▶ Set task 1
Count the lines in the records that contain the word "small", with case counting. Reply with the number only.

TEMPLATE_HEADER = """\

%
% This bibliography database uses BIBOLAMAZI:
%
%     https://github.com/phfaist/bibolamazi
%
% Bibolamazi collects bib entries from given source bibtex files, and merges
% them all into this file while applying the defined filters with the given
% options. Your sources will not be altered.
%
% Additionnal stuff here will not be managed by bibolamazi and will not be
% overwritten. You can e.g. temporarily add additional references here if you
% don't have bibolamazi installed.
%




"""

TEMPLATE_CONFIG = r"""%%%-BIB-OLA-MAZI-BEGIN-%%%
%
% %% This bibliography database uses BIBOLAMAZI:
% %%
% %%     https://github.com/phfaist/bibolamazi
% %%
%
% %% Use this file as your latex bibliography bibtex file, i.e.
% %% \bibliography{<this-file-name>.bibolamazi.bib}
%
% %% This is the BIBOLAMAZI configuration section. Additional two leading
% %% percent signs indicate comments within the configuration.
%
% %% **** SOURCES ****
%
% %% The _first_ accessible file in _each_ source list will be read
%
% src:   <source file 1> [ <alternate source file 1> ... ]
% src:   <source file 2> [ ... ]
%
% %% Add additional sources here. Alternative files are useful, e.g., if the
% %% same file is to be accessed with different paths on different machines.
%
% %% **** FILTERS ****
%
% %% Specify filters here. Specify as many filters as you want, each with a
% %% `filter:' directive. See also `bibolamazi --list-filters' and
% %% `bibolamazi --help <filter>', or the "Help & Reference" page of the
% %% graphical interface.
%
% filter: filter_name  <filter options>
%
% %% Example:
% filter: arxiv -sMode=strip -sUnpublishedMode=eprint
%
% %% Finally, if your file is in a VCS, sort all entries by citation key so that
% %% you don't get huge file differences for each commit each time bibolamazi is
% %% run:
% filter: orderentries
%
%%%-BIB-OLA-MAZI-END-%%%
"""


CONFLICT_KEY_INFO = """\
There were multiple uses of the same entry key(s) in the bibtex source files.
If not doing so already, use the 'duplicates' filter with the
-dEnsureConflictKeysAreDuplicates option enabled to check that these entries are
indeed duplicates."""

▶ Provided entries
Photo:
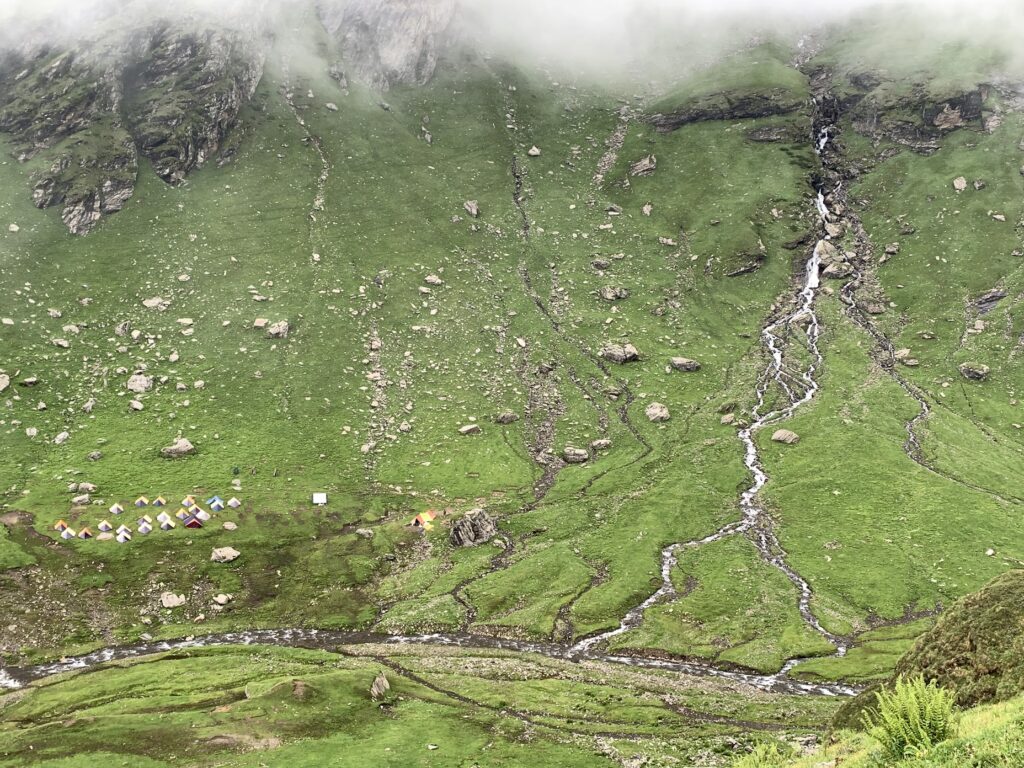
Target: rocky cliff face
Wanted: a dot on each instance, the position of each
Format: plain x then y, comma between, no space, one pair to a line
185,95
389,42
82,116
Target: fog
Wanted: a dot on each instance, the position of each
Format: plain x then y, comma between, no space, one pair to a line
585,35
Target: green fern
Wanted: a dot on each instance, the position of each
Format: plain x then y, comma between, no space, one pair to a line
911,718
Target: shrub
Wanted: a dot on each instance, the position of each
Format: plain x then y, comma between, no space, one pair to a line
912,717
765,756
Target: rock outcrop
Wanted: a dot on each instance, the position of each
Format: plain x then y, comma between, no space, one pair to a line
389,42
474,527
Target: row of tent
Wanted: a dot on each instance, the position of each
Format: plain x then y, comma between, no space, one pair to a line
215,503
190,515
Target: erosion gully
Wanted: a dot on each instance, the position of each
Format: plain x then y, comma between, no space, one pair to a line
793,384
796,387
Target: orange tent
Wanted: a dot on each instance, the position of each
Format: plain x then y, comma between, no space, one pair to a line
424,519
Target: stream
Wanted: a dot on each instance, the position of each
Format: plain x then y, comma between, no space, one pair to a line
797,389
16,677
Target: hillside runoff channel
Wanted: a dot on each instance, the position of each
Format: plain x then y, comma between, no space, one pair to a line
798,391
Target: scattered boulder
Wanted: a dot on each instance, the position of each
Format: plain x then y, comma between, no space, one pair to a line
974,371
380,687
224,554
180,446
684,364
476,526
279,330
620,353
644,166
574,455
170,600
657,412
785,435
139,383
613,293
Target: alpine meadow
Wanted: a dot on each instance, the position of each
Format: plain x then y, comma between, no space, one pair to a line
446,383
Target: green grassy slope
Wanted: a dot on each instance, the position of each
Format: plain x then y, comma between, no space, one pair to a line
337,218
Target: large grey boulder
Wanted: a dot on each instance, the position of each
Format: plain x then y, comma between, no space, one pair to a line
181,446
974,371
620,353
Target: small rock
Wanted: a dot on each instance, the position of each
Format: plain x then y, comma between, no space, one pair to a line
279,330
139,383
784,435
574,455
170,600
657,412
224,554
180,446
684,364
644,166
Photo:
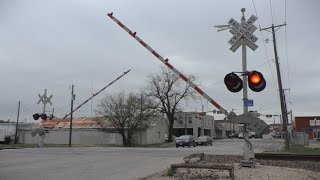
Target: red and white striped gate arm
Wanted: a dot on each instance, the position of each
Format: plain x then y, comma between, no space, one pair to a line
96,93
165,61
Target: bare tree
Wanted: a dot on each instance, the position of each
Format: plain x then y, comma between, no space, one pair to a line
127,113
168,90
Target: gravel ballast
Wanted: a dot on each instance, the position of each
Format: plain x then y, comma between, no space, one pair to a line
265,169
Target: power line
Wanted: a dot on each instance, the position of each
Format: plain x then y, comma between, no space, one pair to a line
286,40
271,11
265,48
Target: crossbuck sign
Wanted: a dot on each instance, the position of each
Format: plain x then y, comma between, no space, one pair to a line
244,30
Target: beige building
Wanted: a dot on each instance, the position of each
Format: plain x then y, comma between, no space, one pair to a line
198,124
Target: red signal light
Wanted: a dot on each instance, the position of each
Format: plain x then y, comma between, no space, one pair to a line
256,81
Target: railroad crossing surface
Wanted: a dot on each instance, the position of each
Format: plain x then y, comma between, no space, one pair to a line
112,163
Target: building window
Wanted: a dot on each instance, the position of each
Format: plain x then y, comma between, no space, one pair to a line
190,120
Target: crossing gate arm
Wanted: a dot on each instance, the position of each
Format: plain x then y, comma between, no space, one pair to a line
166,62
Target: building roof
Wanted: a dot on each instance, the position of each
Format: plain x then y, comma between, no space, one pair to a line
82,122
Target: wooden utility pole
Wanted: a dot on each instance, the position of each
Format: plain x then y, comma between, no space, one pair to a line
70,129
17,125
281,92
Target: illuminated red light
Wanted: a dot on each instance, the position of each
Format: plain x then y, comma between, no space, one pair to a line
255,79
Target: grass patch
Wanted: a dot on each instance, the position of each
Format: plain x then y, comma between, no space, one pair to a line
304,150
19,146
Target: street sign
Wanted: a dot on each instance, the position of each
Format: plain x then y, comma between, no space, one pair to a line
248,102
245,31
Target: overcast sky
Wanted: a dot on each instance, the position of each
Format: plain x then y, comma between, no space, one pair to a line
53,44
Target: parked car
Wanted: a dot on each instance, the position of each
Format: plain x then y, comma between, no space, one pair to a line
255,135
204,140
276,135
185,140
240,136
233,135
166,137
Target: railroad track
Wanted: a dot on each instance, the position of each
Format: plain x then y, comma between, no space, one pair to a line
281,156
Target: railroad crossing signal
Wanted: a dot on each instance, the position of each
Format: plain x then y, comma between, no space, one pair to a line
233,82
44,99
244,30
256,81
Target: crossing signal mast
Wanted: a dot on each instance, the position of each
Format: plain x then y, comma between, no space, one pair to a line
165,61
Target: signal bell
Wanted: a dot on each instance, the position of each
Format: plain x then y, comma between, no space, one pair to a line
43,116
256,81
233,82
36,116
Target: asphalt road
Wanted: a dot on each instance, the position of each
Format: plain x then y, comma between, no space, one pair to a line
108,163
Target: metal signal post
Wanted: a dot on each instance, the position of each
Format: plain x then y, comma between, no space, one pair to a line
243,36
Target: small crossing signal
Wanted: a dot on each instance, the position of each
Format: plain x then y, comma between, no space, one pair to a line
256,81
233,82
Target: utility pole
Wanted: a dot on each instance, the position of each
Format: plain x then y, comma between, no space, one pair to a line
141,120
185,124
16,134
281,92
70,129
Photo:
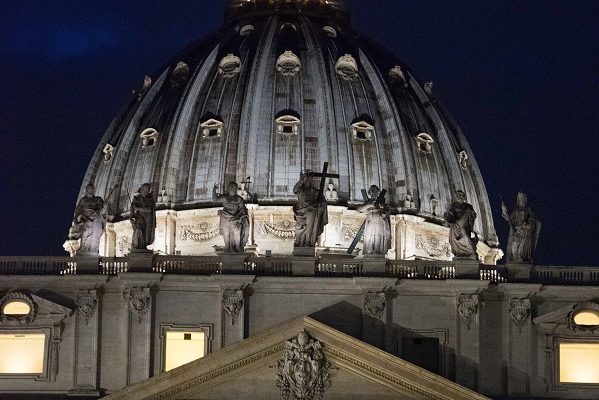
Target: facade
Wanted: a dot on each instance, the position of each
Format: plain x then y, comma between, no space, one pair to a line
282,88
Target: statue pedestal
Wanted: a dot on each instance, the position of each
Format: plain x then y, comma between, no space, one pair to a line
140,260
374,264
466,268
232,263
88,264
518,271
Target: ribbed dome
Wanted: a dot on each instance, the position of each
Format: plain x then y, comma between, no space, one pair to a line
280,88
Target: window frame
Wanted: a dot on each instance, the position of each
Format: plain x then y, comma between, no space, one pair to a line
164,328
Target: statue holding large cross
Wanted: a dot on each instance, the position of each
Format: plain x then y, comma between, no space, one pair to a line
310,212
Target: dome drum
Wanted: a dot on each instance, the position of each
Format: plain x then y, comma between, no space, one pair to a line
240,112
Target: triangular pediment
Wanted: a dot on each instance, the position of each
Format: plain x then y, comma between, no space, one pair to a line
249,369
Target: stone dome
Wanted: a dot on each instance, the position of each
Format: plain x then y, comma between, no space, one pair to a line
282,87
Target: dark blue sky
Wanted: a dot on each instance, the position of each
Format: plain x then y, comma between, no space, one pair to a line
520,77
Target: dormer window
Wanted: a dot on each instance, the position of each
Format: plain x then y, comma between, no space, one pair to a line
180,73
229,66
330,31
108,152
246,30
212,128
148,137
347,67
287,125
424,142
288,64
363,128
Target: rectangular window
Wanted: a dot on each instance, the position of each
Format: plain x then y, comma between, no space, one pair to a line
182,347
578,362
22,353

▶ Set task 2
Answer these questions about the bibolamazi excerpt:
(a) Which filter does the example in the configuration section run with the options -sMode=strip and -sUnpublishedMode=eprint?
(b) Which filter sorts all entries by citation key?
(c) Which option should be turned on with the 'duplicates' filter to check that entries sharing a key are really duplicates?

▶ Right answer 1
2

▶ Right answer 2
(a) arxiv
(b) orderentries
(c) -dEnsureConflictKeysAreDuplicates